• **SET PROBLEM**
Count the lines in the records that contain the word "blue", and give only the number.

(Lines of data)
==================================================

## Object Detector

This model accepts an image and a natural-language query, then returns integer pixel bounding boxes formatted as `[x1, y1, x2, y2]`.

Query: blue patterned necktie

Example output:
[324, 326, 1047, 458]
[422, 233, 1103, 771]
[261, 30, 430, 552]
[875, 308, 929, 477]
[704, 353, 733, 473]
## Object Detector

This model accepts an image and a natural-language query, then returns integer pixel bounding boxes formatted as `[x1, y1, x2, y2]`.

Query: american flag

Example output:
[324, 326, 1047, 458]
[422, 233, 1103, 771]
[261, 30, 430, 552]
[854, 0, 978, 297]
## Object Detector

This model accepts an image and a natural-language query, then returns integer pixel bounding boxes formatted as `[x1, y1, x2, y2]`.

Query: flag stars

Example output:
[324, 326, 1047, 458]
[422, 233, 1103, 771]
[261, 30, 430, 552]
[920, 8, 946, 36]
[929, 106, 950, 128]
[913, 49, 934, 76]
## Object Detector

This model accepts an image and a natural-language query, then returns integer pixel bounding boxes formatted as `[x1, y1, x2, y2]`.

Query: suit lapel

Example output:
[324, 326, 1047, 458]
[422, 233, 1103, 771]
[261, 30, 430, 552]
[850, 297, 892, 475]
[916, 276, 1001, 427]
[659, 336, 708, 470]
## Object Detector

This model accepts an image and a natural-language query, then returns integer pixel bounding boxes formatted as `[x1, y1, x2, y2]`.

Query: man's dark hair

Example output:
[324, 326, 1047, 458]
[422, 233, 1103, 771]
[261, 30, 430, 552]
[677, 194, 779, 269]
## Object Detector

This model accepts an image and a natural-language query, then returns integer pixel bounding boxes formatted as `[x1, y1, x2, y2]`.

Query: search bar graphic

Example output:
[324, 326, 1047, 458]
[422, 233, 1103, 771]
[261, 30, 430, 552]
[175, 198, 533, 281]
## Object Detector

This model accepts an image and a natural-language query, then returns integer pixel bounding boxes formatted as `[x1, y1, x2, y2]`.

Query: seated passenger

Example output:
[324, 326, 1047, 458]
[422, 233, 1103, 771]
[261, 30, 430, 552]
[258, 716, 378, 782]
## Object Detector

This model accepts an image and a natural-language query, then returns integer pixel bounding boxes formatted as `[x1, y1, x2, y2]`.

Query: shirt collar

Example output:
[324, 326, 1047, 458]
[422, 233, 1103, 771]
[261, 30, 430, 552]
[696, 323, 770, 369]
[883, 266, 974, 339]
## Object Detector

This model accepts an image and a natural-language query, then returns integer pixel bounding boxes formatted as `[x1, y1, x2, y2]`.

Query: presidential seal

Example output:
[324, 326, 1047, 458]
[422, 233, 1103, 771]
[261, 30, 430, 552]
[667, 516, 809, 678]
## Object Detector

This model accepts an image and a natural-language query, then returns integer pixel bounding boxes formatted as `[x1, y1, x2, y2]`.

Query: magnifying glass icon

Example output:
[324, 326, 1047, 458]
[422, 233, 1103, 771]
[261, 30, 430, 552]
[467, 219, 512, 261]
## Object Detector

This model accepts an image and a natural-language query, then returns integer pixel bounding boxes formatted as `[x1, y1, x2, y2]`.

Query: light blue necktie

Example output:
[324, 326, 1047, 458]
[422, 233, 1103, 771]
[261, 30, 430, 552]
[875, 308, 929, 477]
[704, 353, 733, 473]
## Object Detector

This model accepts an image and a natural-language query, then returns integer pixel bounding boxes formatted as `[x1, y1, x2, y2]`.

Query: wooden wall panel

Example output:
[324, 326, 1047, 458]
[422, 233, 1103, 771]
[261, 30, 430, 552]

==================================================

• **TASK ANSWER**
2